» **Input material**:
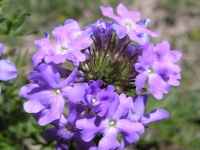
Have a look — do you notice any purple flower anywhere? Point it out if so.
[83,80,117,116]
[34,19,92,66]
[100,4,158,44]
[76,94,144,150]
[128,94,169,125]
[19,64,86,126]
[0,43,4,55]
[0,59,17,81]
[44,103,97,150]
[0,43,17,81]
[135,44,181,99]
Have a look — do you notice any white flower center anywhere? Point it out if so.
[122,19,135,30]
[92,98,97,104]
[72,31,82,39]
[147,68,154,74]
[109,120,116,126]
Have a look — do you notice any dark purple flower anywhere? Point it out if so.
[19,64,86,126]
[128,94,169,125]
[83,80,117,116]
[76,94,144,150]
[44,103,97,150]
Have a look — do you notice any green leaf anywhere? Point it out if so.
[12,17,26,30]
[6,21,12,35]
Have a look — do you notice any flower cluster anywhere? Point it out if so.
[0,43,17,92]
[19,4,181,150]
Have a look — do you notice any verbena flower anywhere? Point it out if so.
[0,43,17,92]
[19,4,181,150]
[44,103,96,150]
[101,4,158,44]
[19,64,85,125]
[34,19,92,66]
[76,94,144,149]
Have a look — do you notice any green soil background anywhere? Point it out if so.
[0,0,200,150]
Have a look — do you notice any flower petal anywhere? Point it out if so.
[0,59,17,81]
[141,109,169,125]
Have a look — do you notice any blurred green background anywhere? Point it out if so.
[0,0,200,150]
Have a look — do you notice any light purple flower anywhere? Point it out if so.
[128,94,169,126]
[155,41,182,62]
[19,64,86,126]
[100,4,158,44]
[34,19,92,66]
[135,44,181,99]
[83,80,117,116]
[0,43,17,81]
[0,59,17,81]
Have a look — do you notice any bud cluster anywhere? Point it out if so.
[19,4,181,150]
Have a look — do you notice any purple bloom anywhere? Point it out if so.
[44,103,97,150]
[19,64,86,126]
[83,80,117,116]
[155,41,182,62]
[0,43,17,81]
[0,59,17,81]
[76,94,144,150]
[34,19,92,66]
[100,4,158,44]
[128,94,169,125]
[0,43,4,55]
[135,44,181,99]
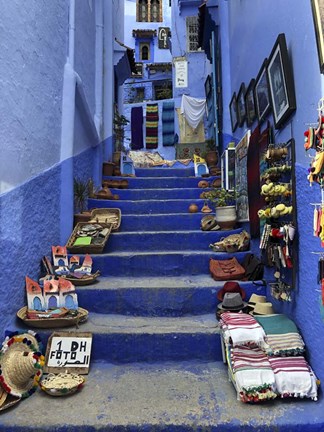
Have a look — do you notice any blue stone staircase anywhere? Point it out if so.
[0,167,324,432]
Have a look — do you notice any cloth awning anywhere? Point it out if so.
[114,39,136,84]
[180,95,206,129]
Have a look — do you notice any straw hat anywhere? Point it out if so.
[0,333,44,398]
[248,294,267,310]
[253,302,275,315]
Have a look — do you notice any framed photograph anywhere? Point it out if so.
[267,33,296,129]
[311,0,324,73]
[254,59,271,123]
[237,83,246,126]
[205,75,212,98]
[229,92,238,132]
[244,78,256,126]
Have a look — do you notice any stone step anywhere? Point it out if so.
[10,312,222,363]
[120,212,213,232]
[0,361,324,432]
[106,187,210,201]
[135,166,195,178]
[105,225,241,253]
[76,275,266,317]
[103,176,219,189]
[92,250,246,277]
[88,198,211,215]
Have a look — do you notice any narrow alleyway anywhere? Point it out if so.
[0,164,322,432]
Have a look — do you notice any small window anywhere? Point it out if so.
[186,16,198,51]
[136,0,162,22]
[140,43,150,61]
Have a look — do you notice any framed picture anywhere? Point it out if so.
[254,59,271,123]
[311,0,324,73]
[205,75,212,98]
[229,92,238,132]
[244,78,256,126]
[237,83,246,126]
[267,33,296,129]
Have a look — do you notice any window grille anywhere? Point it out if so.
[186,16,198,51]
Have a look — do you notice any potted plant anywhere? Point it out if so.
[73,177,94,225]
[204,138,218,168]
[202,188,237,230]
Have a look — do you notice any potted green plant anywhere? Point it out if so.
[73,177,94,225]
[202,188,237,229]
[204,138,218,168]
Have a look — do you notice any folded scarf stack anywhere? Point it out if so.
[220,312,265,347]
[255,314,305,356]
[230,347,277,402]
[220,312,317,402]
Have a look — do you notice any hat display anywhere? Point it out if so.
[248,294,267,310]
[253,302,275,315]
[217,281,245,301]
[0,332,45,398]
[217,292,247,312]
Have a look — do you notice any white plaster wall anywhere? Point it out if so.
[0,0,68,193]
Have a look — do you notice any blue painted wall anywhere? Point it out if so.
[219,0,324,382]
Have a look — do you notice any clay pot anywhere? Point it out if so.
[188,204,198,213]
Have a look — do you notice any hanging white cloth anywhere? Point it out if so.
[181,95,206,129]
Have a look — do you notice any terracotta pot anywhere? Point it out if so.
[215,206,237,230]
[102,162,115,176]
[188,204,198,213]
[206,150,218,167]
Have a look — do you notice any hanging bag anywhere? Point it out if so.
[209,257,245,281]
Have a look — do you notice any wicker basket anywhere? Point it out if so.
[17,306,89,328]
[40,373,85,396]
[90,208,121,231]
[66,222,112,254]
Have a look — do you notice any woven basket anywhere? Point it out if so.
[17,306,89,328]
[90,208,121,231]
[66,222,112,254]
[40,373,85,396]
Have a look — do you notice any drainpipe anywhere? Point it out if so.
[103,1,114,161]
[93,0,104,186]
[60,0,76,244]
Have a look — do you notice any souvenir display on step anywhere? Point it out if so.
[17,275,88,328]
[258,139,297,301]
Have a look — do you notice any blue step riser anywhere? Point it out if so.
[77,286,266,317]
[88,199,204,215]
[106,188,210,201]
[120,212,211,231]
[135,167,195,177]
[105,230,242,252]
[93,252,244,277]
[91,332,222,363]
[103,177,217,190]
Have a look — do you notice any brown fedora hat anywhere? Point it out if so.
[217,281,245,301]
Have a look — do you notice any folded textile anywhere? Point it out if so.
[255,314,305,356]
[220,312,265,347]
[269,356,317,400]
[230,347,277,402]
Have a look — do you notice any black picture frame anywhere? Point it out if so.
[254,58,271,123]
[237,83,246,127]
[229,92,238,132]
[311,0,324,73]
[205,75,212,98]
[244,78,256,126]
[267,33,296,129]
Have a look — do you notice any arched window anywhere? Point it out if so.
[140,43,150,60]
[136,0,162,22]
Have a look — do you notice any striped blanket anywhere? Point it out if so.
[230,347,277,402]
[220,312,265,347]
[269,356,317,400]
[255,314,305,356]
[146,104,159,149]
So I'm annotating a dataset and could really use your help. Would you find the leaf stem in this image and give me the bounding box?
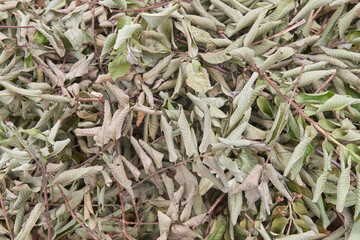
[0,190,14,240]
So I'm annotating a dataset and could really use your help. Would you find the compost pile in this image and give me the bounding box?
[0,0,360,240]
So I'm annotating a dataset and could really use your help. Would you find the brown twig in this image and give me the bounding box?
[243,211,255,225]
[0,25,35,28]
[98,217,159,225]
[252,66,357,160]
[116,182,126,229]
[0,190,14,240]
[131,197,142,239]
[293,72,336,115]
[14,137,99,240]
[263,65,305,168]
[110,0,170,13]
[53,183,99,240]
[91,3,104,73]
[312,7,323,20]
[252,19,305,45]
[41,167,51,240]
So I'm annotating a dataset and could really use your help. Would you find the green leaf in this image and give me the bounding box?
[109,55,130,79]
[140,4,179,28]
[336,163,351,212]
[284,127,317,176]
[349,222,360,240]
[51,166,103,185]
[271,217,289,234]
[15,203,45,240]
[186,59,211,93]
[316,94,357,113]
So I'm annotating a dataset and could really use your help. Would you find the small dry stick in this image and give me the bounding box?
[131,198,142,239]
[91,4,104,73]
[243,212,255,225]
[0,26,35,28]
[16,140,99,240]
[0,190,14,240]
[110,0,170,13]
[98,217,159,225]
[263,65,305,168]
[41,167,51,240]
[53,183,99,240]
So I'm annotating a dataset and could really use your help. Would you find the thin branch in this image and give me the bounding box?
[110,0,170,13]
[91,3,104,73]
[0,190,14,240]
[0,25,35,28]
[41,167,51,240]
[116,184,131,240]
[98,217,159,225]
[243,211,255,225]
[131,197,142,239]
[252,66,358,161]
[312,7,323,20]
[263,65,305,168]
[53,183,99,240]
[15,131,99,240]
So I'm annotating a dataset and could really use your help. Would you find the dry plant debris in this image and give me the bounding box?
[0,0,360,240]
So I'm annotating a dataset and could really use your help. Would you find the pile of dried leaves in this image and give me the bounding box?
[0,0,360,240]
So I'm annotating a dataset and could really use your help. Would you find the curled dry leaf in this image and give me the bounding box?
[0,0,360,240]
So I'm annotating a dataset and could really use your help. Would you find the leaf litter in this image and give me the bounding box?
[0,0,360,240]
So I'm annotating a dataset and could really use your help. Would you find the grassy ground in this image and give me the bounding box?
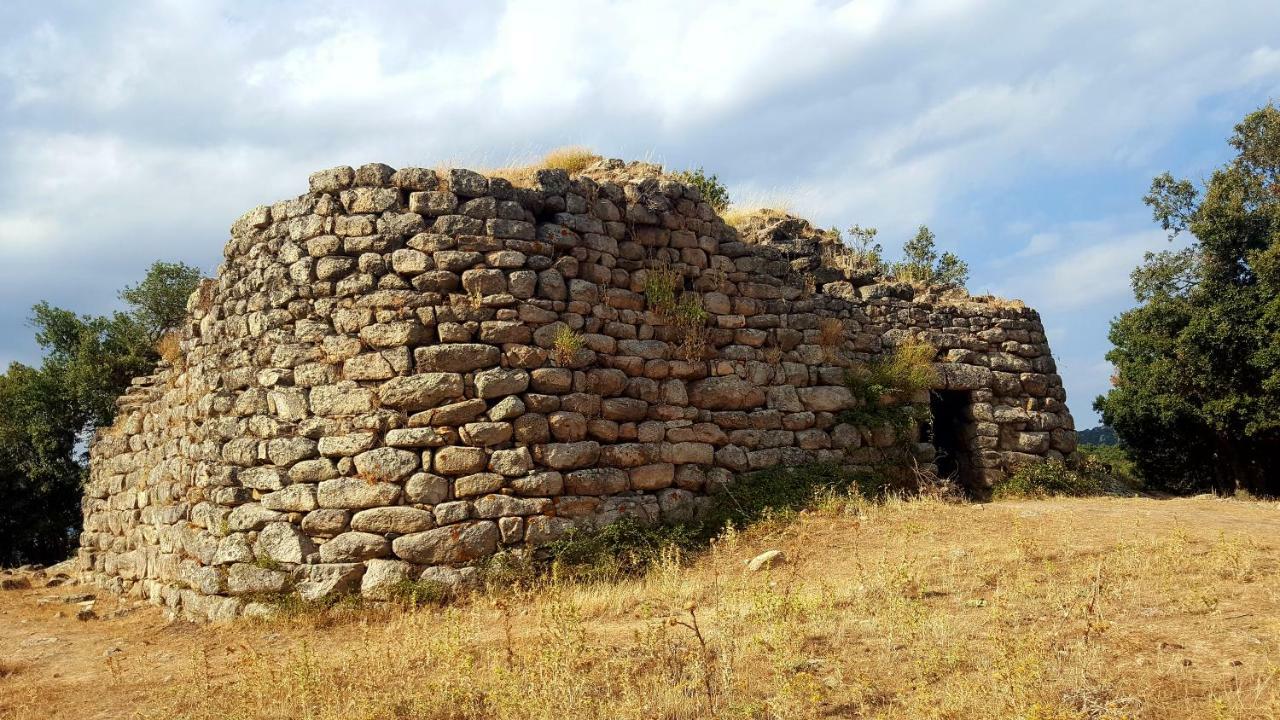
[0,498,1280,720]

» **Set problem**:
Lay out the items starting at the line containing "Have a look — do you notice any drainpipe" and ending at the line containing "[258,139,297,301]" as a two-column CSV with the headers input and output, one row per item. Put each item's text and its answer in a single quoted field apiece, replacing any line breaks with spaces.

» **Solved problem**:
input,output
"Have a look — do you notice any drainpipe anywhere? Point it out if so.","[103,1,114,161] [93,0,104,186] [60,0,76,244]"
"Have a look — do you notice any souvenir display on step anywhere? Point it out if so.","[17,275,88,328] [258,139,297,301]"